— Task brief —
Count the lines below that contain the string "glass", treating uppercase and lowercase as different, and reply with the number only.

— Data supplied —

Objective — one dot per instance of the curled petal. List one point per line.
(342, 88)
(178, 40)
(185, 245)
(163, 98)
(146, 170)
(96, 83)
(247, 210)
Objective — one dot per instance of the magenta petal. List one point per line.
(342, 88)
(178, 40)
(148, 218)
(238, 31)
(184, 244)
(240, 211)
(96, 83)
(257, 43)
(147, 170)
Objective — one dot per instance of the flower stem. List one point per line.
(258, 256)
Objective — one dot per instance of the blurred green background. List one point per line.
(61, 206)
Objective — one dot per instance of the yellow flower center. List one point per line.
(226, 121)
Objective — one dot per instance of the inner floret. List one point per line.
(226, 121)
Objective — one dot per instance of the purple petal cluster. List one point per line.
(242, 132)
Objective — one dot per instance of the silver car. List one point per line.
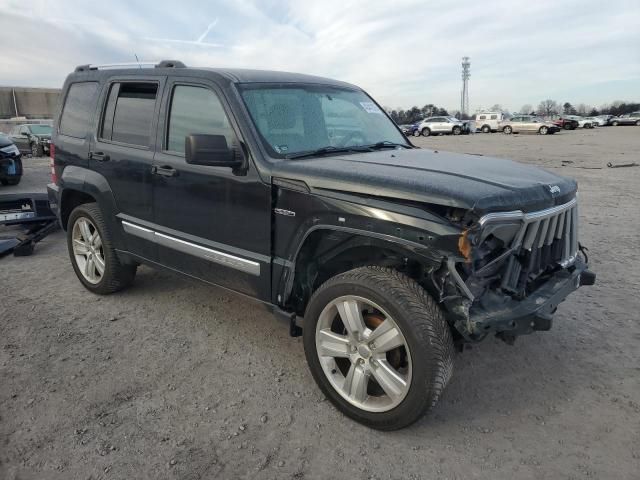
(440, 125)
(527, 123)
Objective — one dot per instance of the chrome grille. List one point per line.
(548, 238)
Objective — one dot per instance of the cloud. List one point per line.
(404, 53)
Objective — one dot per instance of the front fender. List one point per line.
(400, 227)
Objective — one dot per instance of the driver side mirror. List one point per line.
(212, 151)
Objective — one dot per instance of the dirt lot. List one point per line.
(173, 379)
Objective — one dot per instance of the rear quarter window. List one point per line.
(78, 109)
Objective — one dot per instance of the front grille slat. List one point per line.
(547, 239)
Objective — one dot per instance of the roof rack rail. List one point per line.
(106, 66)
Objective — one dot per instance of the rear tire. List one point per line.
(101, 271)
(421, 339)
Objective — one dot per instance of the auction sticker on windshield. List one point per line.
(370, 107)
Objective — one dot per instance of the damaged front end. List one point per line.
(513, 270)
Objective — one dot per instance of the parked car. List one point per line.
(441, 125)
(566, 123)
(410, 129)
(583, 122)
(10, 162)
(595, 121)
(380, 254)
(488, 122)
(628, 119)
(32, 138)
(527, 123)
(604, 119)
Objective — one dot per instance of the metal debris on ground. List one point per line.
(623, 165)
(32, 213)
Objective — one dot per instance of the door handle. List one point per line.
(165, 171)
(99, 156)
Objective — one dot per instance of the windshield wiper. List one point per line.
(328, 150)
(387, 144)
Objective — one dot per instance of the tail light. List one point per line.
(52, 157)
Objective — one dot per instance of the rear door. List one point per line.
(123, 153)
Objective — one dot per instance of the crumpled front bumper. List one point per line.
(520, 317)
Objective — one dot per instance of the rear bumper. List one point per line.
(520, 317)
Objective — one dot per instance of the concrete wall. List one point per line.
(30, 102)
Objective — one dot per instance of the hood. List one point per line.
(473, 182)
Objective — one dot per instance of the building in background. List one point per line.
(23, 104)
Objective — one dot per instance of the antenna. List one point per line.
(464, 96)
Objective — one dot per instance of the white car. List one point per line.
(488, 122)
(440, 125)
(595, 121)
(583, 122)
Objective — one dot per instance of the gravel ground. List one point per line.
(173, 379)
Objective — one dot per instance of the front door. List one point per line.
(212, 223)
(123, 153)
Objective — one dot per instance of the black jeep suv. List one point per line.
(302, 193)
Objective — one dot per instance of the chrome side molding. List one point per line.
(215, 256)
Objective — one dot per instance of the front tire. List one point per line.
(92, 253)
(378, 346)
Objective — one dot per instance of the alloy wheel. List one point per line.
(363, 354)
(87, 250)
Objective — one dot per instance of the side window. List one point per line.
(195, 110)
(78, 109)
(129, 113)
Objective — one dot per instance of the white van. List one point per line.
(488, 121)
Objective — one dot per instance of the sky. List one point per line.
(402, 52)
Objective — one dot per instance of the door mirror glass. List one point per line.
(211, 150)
==
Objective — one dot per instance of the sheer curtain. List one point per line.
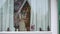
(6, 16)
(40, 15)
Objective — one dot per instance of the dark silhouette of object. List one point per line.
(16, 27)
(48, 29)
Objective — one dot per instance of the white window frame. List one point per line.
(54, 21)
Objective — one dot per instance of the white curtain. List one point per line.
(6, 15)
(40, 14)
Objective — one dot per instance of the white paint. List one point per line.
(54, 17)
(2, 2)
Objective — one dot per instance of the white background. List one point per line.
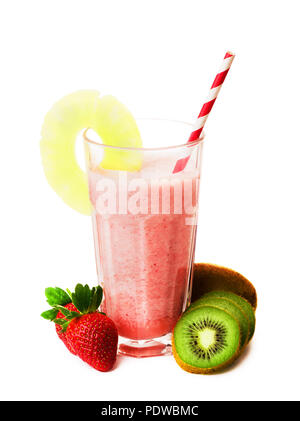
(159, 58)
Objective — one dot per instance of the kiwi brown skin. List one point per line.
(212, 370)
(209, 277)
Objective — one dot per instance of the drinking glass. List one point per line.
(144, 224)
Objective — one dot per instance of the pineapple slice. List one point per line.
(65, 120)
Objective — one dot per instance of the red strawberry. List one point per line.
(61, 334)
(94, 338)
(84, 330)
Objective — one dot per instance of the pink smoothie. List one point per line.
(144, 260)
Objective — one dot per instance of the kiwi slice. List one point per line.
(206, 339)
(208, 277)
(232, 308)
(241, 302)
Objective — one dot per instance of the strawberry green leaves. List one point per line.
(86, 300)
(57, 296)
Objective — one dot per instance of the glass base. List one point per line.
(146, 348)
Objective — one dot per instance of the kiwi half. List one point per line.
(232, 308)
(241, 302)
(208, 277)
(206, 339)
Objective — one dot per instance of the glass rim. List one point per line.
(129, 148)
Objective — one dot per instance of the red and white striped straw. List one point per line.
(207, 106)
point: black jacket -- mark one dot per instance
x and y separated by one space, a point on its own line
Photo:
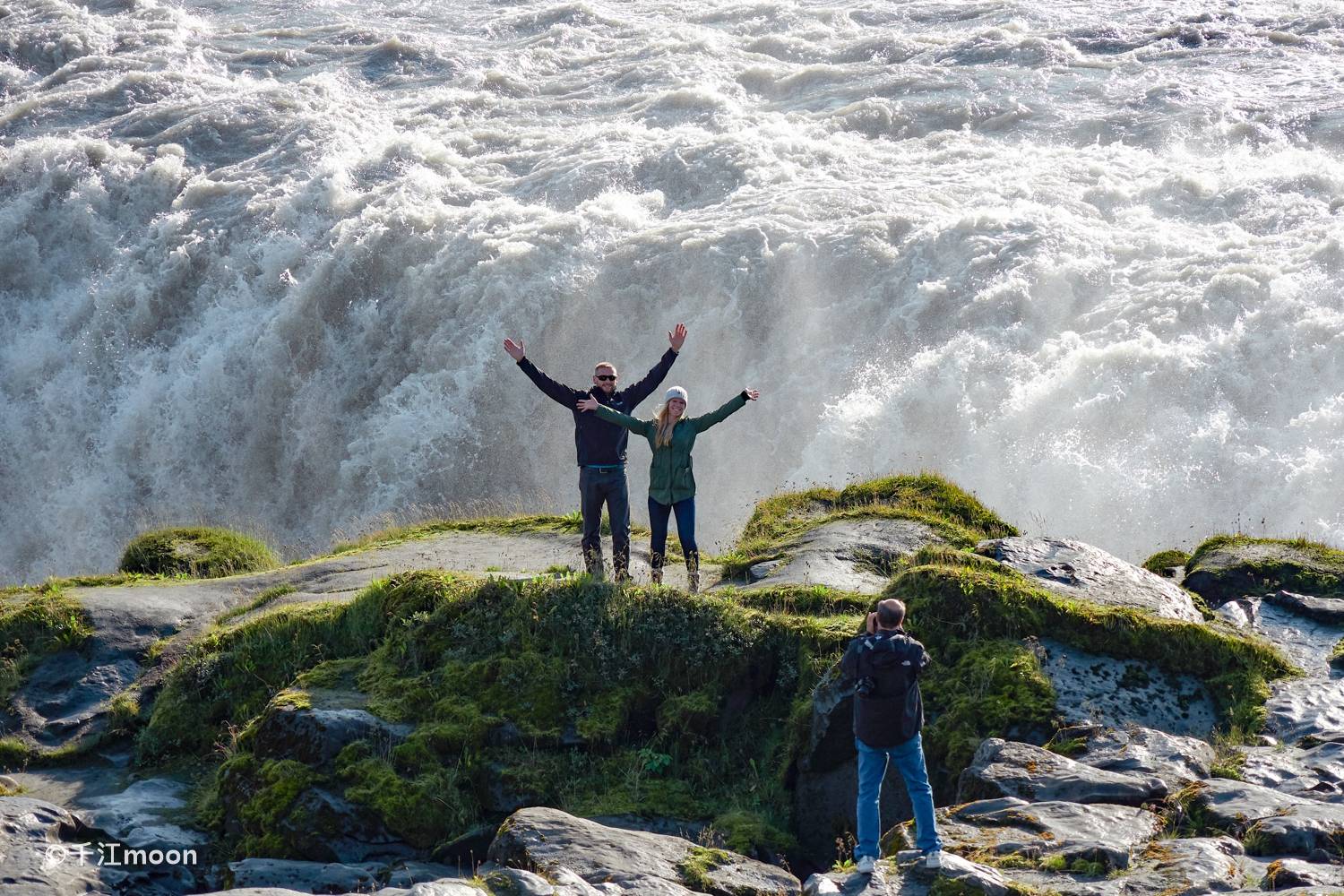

— Answer to this problem —
4